Ohio Anti-Greenmail Statute. Pursuant to the Ohio Anti-Greenmail Statute (the
Anti-Greenmail Statute), a public corporation formed in Ohio may recover profits that a
shareholder makes from the sale of the corporations securities within 18 months after making a
proposal to acquire control or publicly disclosing the possibility of a proposal to acquire
control. The corporation may not, however, recover from a person who proves either: (1) that his
sole purpose in making the proposal was to succeed in acquiring control of the corporation and
there were reasonable grounds to believe that he would acquire control of the corporation; or (2)
that his purpose was not to increase any profit or decrease any loss in the stock. Also, before
the corporation may obtain any recovery, the aggregate amount of the profit realized by such person
must exceed $250,000. Any shareholder may bring an action on behalf of a corporation if the
corporation refuses to bring an action to recover these profits. The party bringing such an action
may recover his attorneys fees if the court having jurisdiction over such action orders recovery
of any profits. An Ohio corporation may elect not to be covered by the Anti-Greenmail Statute with
an appropriate amendment to its articles of incorporation, but FirstMerit has not taken any such
corporate action to opt out of the statute.

### Data shown

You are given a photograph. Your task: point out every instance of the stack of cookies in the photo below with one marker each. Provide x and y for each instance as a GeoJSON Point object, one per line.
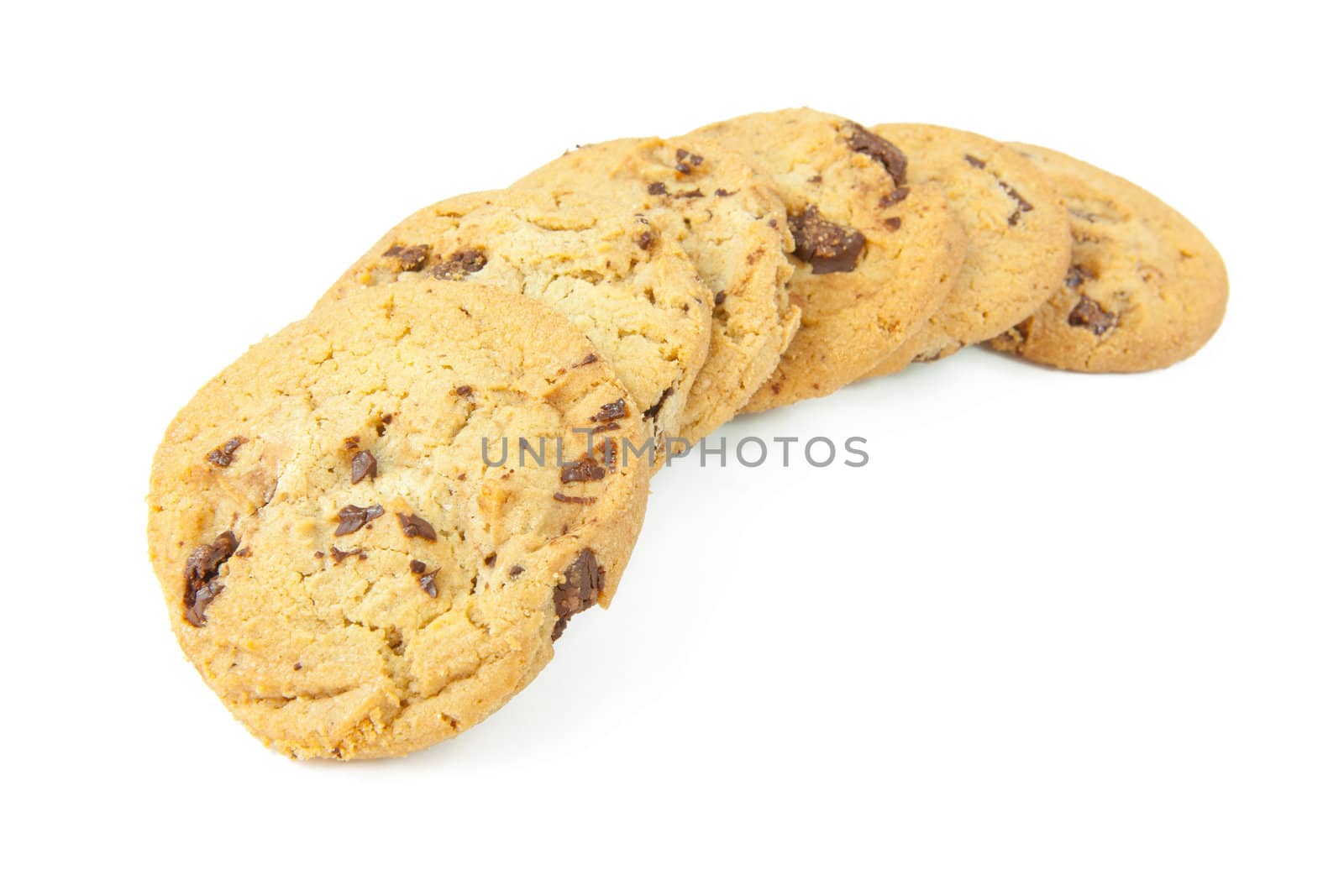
{"type": "Point", "coordinates": [373, 527]}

### Task details
In the excerpt on the Ohio Anti-Greenmail Statute, what amount must a person's aggregate realized profit exceed before the corporation may obtain any recovery?

### Expected output
$250,000